__Estratto__

:::

A dire il vero, credo di aver messo una parte di me in ognuno dei tre protagonisti. Senza dubbio Alessio è quello che mi somiglia un po’ di più. Lo tsunami emotivo vissuto da lui e da Giovanni è molto simile ad un qualcosa che ho vissuto, di recente, sulla mia pelle. In fondo chi non si è mai scontrato con quell’ondata emotiva che con la stessa velocità con cui arriva, poi, se ne va?

C’è un motivo specifico per la scelta dei nomi?

Giovanni era il nome di mio nonno, Alessio, invece, è il nome del primo ragazzo che mi è piaciuto ai tempi del liceo. 

E Antonella?

Antonella non ha nessun riferimento in particolare con la mia vita privata. 

Perché la scelta di ambientare il romanzo nei primi anni del 2000?

Perché i primi anni del 2000 sono quelli meno sputtanati. Perché quegli anni mi ricordano la mia prima storia d’amore e poi perché sono anni che hanno, e avranno, molto da raccontare.

:::

__Materiale fornito__
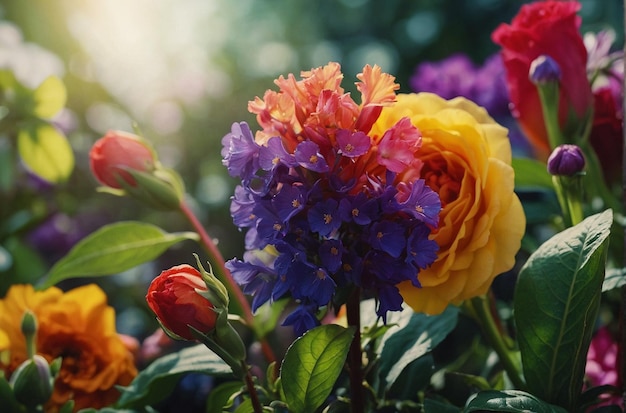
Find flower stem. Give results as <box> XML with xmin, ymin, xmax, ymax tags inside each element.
<box><xmin>346</xmin><ymin>288</ymin><xmax>365</xmax><ymax>413</ymax></box>
<box><xmin>466</xmin><ymin>295</ymin><xmax>526</xmax><ymax>390</ymax></box>
<box><xmin>180</xmin><ymin>201</ymin><xmax>276</xmax><ymax>363</ymax></box>
<box><xmin>241</xmin><ymin>360</ymin><xmax>263</xmax><ymax>413</ymax></box>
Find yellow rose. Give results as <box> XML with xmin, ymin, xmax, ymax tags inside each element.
<box><xmin>0</xmin><ymin>284</ymin><xmax>137</xmax><ymax>412</ymax></box>
<box><xmin>372</xmin><ymin>93</ymin><xmax>526</xmax><ymax>314</ymax></box>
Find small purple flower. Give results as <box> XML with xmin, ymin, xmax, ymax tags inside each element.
<box><xmin>406</xmin><ymin>224</ymin><xmax>439</xmax><ymax>271</ymax></box>
<box><xmin>296</xmin><ymin>268</ymin><xmax>337</xmax><ymax>306</ymax></box>
<box><xmin>400</xmin><ymin>179</ymin><xmax>441</xmax><ymax>227</ymax></box>
<box><xmin>308</xmin><ymin>198</ymin><xmax>341</xmax><ymax>237</ymax></box>
<box><xmin>226</xmin><ymin>253</ymin><xmax>276</xmax><ymax>311</ymax></box>
<box><xmin>230</xmin><ymin>185</ymin><xmax>257</xmax><ymax>228</ymax></box>
<box><xmin>294</xmin><ymin>141</ymin><xmax>330</xmax><ymax>172</ymax></box>
<box><xmin>272</xmin><ymin>185</ymin><xmax>306</xmax><ymax>222</ymax></box>
<box><xmin>548</xmin><ymin>145</ymin><xmax>585</xmax><ymax>176</ymax></box>
<box><xmin>259</xmin><ymin>136</ymin><xmax>297</xmax><ymax>171</ymax></box>
<box><xmin>369</xmin><ymin>221</ymin><xmax>406</xmax><ymax>258</ymax></box>
<box><xmin>319</xmin><ymin>239</ymin><xmax>345</xmax><ymax>273</ymax></box>
<box><xmin>222</xmin><ymin>68</ymin><xmax>442</xmax><ymax>334</ymax></box>
<box><xmin>528</xmin><ymin>55</ymin><xmax>561</xmax><ymax>85</ymax></box>
<box><xmin>222</xmin><ymin>122</ymin><xmax>259</xmax><ymax>178</ymax></box>
<box><xmin>410</xmin><ymin>53</ymin><xmax>476</xmax><ymax>99</ymax></box>
<box><xmin>339</xmin><ymin>192</ymin><xmax>380</xmax><ymax>225</ymax></box>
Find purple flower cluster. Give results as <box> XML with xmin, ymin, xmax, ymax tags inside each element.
<box><xmin>222</xmin><ymin>122</ymin><xmax>441</xmax><ymax>334</ymax></box>
<box><xmin>410</xmin><ymin>53</ymin><xmax>531</xmax><ymax>156</ymax></box>
<box><xmin>410</xmin><ymin>53</ymin><xmax>509</xmax><ymax>117</ymax></box>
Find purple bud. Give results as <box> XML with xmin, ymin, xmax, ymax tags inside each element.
<box><xmin>528</xmin><ymin>55</ymin><xmax>561</xmax><ymax>85</ymax></box>
<box><xmin>548</xmin><ymin>145</ymin><xmax>585</xmax><ymax>176</ymax></box>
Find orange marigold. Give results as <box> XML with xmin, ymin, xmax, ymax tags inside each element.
<box><xmin>0</xmin><ymin>284</ymin><xmax>137</xmax><ymax>412</ymax></box>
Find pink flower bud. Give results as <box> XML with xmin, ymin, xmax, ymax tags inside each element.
<box><xmin>89</xmin><ymin>131</ymin><xmax>155</xmax><ymax>189</ymax></box>
<box><xmin>146</xmin><ymin>264</ymin><xmax>217</xmax><ymax>340</ymax></box>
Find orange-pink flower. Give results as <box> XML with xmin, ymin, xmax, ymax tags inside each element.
<box><xmin>0</xmin><ymin>284</ymin><xmax>137</xmax><ymax>412</ymax></box>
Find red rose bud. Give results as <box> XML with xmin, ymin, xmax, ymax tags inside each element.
<box><xmin>89</xmin><ymin>131</ymin><xmax>156</xmax><ymax>189</ymax></box>
<box><xmin>89</xmin><ymin>131</ymin><xmax>185</xmax><ymax>210</ymax></box>
<box><xmin>528</xmin><ymin>55</ymin><xmax>561</xmax><ymax>85</ymax></box>
<box><xmin>146</xmin><ymin>264</ymin><xmax>217</xmax><ymax>340</ymax></box>
<box><xmin>548</xmin><ymin>145</ymin><xmax>585</xmax><ymax>176</ymax></box>
<box><xmin>491</xmin><ymin>0</ymin><xmax>593</xmax><ymax>160</ymax></box>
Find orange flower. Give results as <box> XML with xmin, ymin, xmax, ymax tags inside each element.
<box><xmin>0</xmin><ymin>284</ymin><xmax>137</xmax><ymax>412</ymax></box>
<box><xmin>372</xmin><ymin>93</ymin><xmax>526</xmax><ymax>314</ymax></box>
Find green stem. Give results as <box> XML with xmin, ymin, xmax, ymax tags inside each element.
<box><xmin>180</xmin><ymin>201</ymin><xmax>276</xmax><ymax>363</ymax></box>
<box><xmin>537</xmin><ymin>82</ymin><xmax>564</xmax><ymax>150</ymax></box>
<box><xmin>466</xmin><ymin>295</ymin><xmax>526</xmax><ymax>390</ymax></box>
<box><xmin>241</xmin><ymin>361</ymin><xmax>263</xmax><ymax>413</ymax></box>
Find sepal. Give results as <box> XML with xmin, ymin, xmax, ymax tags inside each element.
<box><xmin>9</xmin><ymin>355</ymin><xmax>54</xmax><ymax>407</ymax></box>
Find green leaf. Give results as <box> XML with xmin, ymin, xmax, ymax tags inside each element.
<box><xmin>206</xmin><ymin>381</ymin><xmax>243</xmax><ymax>412</ymax></box>
<box><xmin>42</xmin><ymin>221</ymin><xmax>197</xmax><ymax>288</ymax></box>
<box><xmin>17</xmin><ymin>121</ymin><xmax>74</xmax><ymax>183</ymax></box>
<box><xmin>117</xmin><ymin>344</ymin><xmax>232</xmax><ymax>409</ymax></box>
<box><xmin>33</xmin><ymin>76</ymin><xmax>67</xmax><ymax>119</ymax></box>
<box><xmin>379</xmin><ymin>306</ymin><xmax>459</xmax><ymax>390</ymax></box>
<box><xmin>463</xmin><ymin>390</ymin><xmax>567</xmax><ymax>413</ymax></box>
<box><xmin>514</xmin><ymin>210</ymin><xmax>613</xmax><ymax>411</ymax></box>
<box><xmin>511</xmin><ymin>158</ymin><xmax>554</xmax><ymax>190</ymax></box>
<box><xmin>280</xmin><ymin>324</ymin><xmax>355</xmax><ymax>412</ymax></box>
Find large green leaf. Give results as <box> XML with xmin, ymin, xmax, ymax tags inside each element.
<box><xmin>17</xmin><ymin>120</ymin><xmax>74</xmax><ymax>183</ymax></box>
<box><xmin>379</xmin><ymin>306</ymin><xmax>459</xmax><ymax>390</ymax></box>
<box><xmin>117</xmin><ymin>344</ymin><xmax>232</xmax><ymax>409</ymax></box>
<box><xmin>463</xmin><ymin>390</ymin><xmax>567</xmax><ymax>413</ymax></box>
<box><xmin>514</xmin><ymin>210</ymin><xmax>613</xmax><ymax>411</ymax></box>
<box><xmin>280</xmin><ymin>324</ymin><xmax>354</xmax><ymax>412</ymax></box>
<box><xmin>43</xmin><ymin>221</ymin><xmax>197</xmax><ymax>288</ymax></box>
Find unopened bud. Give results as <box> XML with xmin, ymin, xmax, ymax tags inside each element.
<box><xmin>548</xmin><ymin>144</ymin><xmax>585</xmax><ymax>176</ymax></box>
<box><xmin>20</xmin><ymin>310</ymin><xmax>37</xmax><ymax>358</ymax></box>
<box><xmin>528</xmin><ymin>55</ymin><xmax>561</xmax><ymax>85</ymax></box>
<box><xmin>10</xmin><ymin>355</ymin><xmax>54</xmax><ymax>407</ymax></box>
<box><xmin>194</xmin><ymin>254</ymin><xmax>230</xmax><ymax>309</ymax></box>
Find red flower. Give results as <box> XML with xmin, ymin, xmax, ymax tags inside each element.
<box><xmin>589</xmin><ymin>87</ymin><xmax>624</xmax><ymax>183</ymax></box>
<box><xmin>89</xmin><ymin>131</ymin><xmax>155</xmax><ymax>189</ymax></box>
<box><xmin>492</xmin><ymin>1</ymin><xmax>593</xmax><ymax>159</ymax></box>
<box><xmin>146</xmin><ymin>264</ymin><xmax>217</xmax><ymax>340</ymax></box>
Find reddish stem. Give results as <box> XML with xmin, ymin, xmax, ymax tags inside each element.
<box><xmin>180</xmin><ymin>201</ymin><xmax>276</xmax><ymax>363</ymax></box>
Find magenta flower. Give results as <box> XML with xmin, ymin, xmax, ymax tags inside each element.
<box><xmin>585</xmin><ymin>327</ymin><xmax>623</xmax><ymax>408</ymax></box>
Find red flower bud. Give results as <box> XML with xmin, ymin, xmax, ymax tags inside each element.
<box><xmin>89</xmin><ymin>131</ymin><xmax>155</xmax><ymax>189</ymax></box>
<box><xmin>491</xmin><ymin>0</ymin><xmax>593</xmax><ymax>159</ymax></box>
<box><xmin>146</xmin><ymin>264</ymin><xmax>217</xmax><ymax>340</ymax></box>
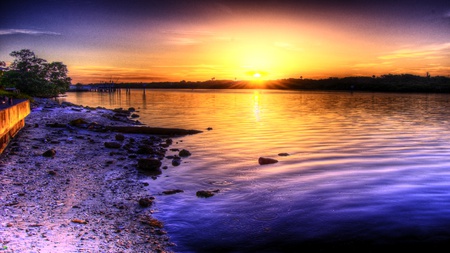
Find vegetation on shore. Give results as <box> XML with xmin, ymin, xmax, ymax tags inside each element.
<box><xmin>0</xmin><ymin>49</ymin><xmax>71</xmax><ymax>97</ymax></box>
<box><xmin>78</xmin><ymin>74</ymin><xmax>450</xmax><ymax>93</ymax></box>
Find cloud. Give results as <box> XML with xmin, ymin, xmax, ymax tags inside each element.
<box><xmin>0</xmin><ymin>29</ymin><xmax>61</xmax><ymax>36</ymax></box>
<box><xmin>378</xmin><ymin>43</ymin><xmax>450</xmax><ymax>60</ymax></box>
<box><xmin>274</xmin><ymin>42</ymin><xmax>303</xmax><ymax>52</ymax></box>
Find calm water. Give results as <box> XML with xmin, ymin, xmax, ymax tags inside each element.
<box><xmin>59</xmin><ymin>90</ymin><xmax>450</xmax><ymax>252</ymax></box>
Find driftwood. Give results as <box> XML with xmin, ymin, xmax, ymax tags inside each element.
<box><xmin>106</xmin><ymin>126</ymin><xmax>203</xmax><ymax>136</ymax></box>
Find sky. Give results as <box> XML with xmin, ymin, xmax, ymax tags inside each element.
<box><xmin>0</xmin><ymin>0</ymin><xmax>450</xmax><ymax>84</ymax></box>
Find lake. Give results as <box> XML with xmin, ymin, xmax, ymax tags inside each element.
<box><xmin>59</xmin><ymin>89</ymin><xmax>450</xmax><ymax>252</ymax></box>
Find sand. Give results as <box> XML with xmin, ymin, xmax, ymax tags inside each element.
<box><xmin>0</xmin><ymin>100</ymin><xmax>186</xmax><ymax>252</ymax></box>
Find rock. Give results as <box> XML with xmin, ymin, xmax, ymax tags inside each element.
<box><xmin>42</xmin><ymin>149</ymin><xmax>56</xmax><ymax>157</ymax></box>
<box><xmin>196</xmin><ymin>190</ymin><xmax>219</xmax><ymax>198</ymax></box>
<box><xmin>139</xmin><ymin>216</ymin><xmax>164</xmax><ymax>228</ymax></box>
<box><xmin>136</xmin><ymin>145</ymin><xmax>155</xmax><ymax>155</ymax></box>
<box><xmin>178</xmin><ymin>149</ymin><xmax>191</xmax><ymax>157</ymax></box>
<box><xmin>71</xmin><ymin>219</ymin><xmax>87</xmax><ymax>224</ymax></box>
<box><xmin>138</xmin><ymin>158</ymin><xmax>161</xmax><ymax>175</ymax></box>
<box><xmin>162</xmin><ymin>189</ymin><xmax>184</xmax><ymax>195</ymax></box>
<box><xmin>116</xmin><ymin>134</ymin><xmax>125</xmax><ymax>141</ymax></box>
<box><xmin>258</xmin><ymin>157</ymin><xmax>278</xmax><ymax>165</ymax></box>
<box><xmin>139</xmin><ymin>197</ymin><xmax>155</xmax><ymax>207</ymax></box>
<box><xmin>69</xmin><ymin>118</ymin><xmax>89</xmax><ymax>126</ymax></box>
<box><xmin>105</xmin><ymin>141</ymin><xmax>122</xmax><ymax>148</ymax></box>
<box><xmin>172</xmin><ymin>159</ymin><xmax>181</xmax><ymax>166</ymax></box>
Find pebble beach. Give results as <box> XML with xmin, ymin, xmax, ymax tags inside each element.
<box><xmin>0</xmin><ymin>99</ymin><xmax>197</xmax><ymax>252</ymax></box>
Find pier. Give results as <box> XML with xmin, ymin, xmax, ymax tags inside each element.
<box><xmin>0</xmin><ymin>99</ymin><xmax>30</xmax><ymax>154</ymax></box>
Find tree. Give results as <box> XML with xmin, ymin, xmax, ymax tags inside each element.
<box><xmin>1</xmin><ymin>49</ymin><xmax>71</xmax><ymax>97</ymax></box>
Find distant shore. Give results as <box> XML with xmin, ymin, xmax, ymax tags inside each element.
<box><xmin>70</xmin><ymin>74</ymin><xmax>450</xmax><ymax>93</ymax></box>
<box><xmin>0</xmin><ymin>99</ymin><xmax>200</xmax><ymax>252</ymax></box>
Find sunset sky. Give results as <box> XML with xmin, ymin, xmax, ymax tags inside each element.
<box><xmin>0</xmin><ymin>0</ymin><xmax>450</xmax><ymax>84</ymax></box>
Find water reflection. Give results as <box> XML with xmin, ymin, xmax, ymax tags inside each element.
<box><xmin>58</xmin><ymin>90</ymin><xmax>450</xmax><ymax>252</ymax></box>
<box><xmin>253</xmin><ymin>91</ymin><xmax>261</xmax><ymax>121</ymax></box>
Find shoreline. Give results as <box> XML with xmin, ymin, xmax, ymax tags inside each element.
<box><xmin>0</xmin><ymin>99</ymin><xmax>199</xmax><ymax>252</ymax></box>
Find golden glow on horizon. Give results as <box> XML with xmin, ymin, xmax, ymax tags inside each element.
<box><xmin>55</xmin><ymin>14</ymin><xmax>450</xmax><ymax>83</ymax></box>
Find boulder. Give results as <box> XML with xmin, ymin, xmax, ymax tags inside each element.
<box><xmin>105</xmin><ymin>141</ymin><xmax>122</xmax><ymax>148</ymax></box>
<box><xmin>178</xmin><ymin>149</ymin><xmax>191</xmax><ymax>157</ymax></box>
<box><xmin>69</xmin><ymin>118</ymin><xmax>89</xmax><ymax>127</ymax></box>
<box><xmin>196</xmin><ymin>190</ymin><xmax>219</xmax><ymax>198</ymax></box>
<box><xmin>258</xmin><ymin>157</ymin><xmax>278</xmax><ymax>165</ymax></box>
<box><xmin>139</xmin><ymin>197</ymin><xmax>155</xmax><ymax>207</ymax></box>
<box><xmin>162</xmin><ymin>189</ymin><xmax>184</xmax><ymax>195</ymax></box>
<box><xmin>42</xmin><ymin>149</ymin><xmax>56</xmax><ymax>157</ymax></box>
<box><xmin>116</xmin><ymin>134</ymin><xmax>125</xmax><ymax>141</ymax></box>
<box><xmin>138</xmin><ymin>158</ymin><xmax>162</xmax><ymax>175</ymax></box>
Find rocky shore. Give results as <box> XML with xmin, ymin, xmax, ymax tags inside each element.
<box><xmin>0</xmin><ymin>99</ymin><xmax>197</xmax><ymax>252</ymax></box>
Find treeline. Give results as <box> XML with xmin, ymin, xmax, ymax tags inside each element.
<box><xmin>97</xmin><ymin>74</ymin><xmax>450</xmax><ymax>93</ymax></box>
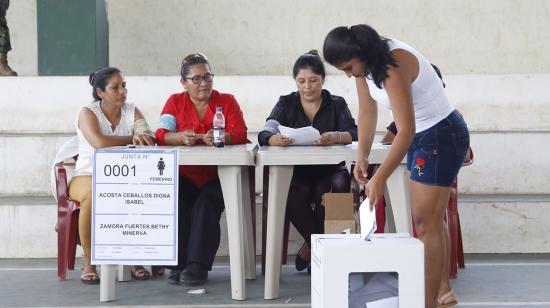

:::

__Compiti da svolgere__
A. Secondo l'intervista sul romanzo, in quale periodo è ambientata la storia?
B. Estendi l'intervista sul romanzo a partire dalla sua ultima frase.

__Risposte ai compiti__
A. Nei primi anni del 2000.

B.
I due protagonisti si conoscono in una chat gay. Per il mondo LGBT sono ancora così importanti le varie App d’incontri?

Sì, o quantomeno in parte. Le chat, ancora oggi, rappresentano sicuramente il metodo più veloce per conoscere qualcuno, anche se poi vorrei vedere quanti si incontrano davvero, ma questa è un’altra storia. Oggi, Grindr, sembra più un’App nata per far vedere quanta gente c’è intorno a noi, che altro. Anche se poi, ripensandoci, tutti i miei ex li ho conosciuti in chat.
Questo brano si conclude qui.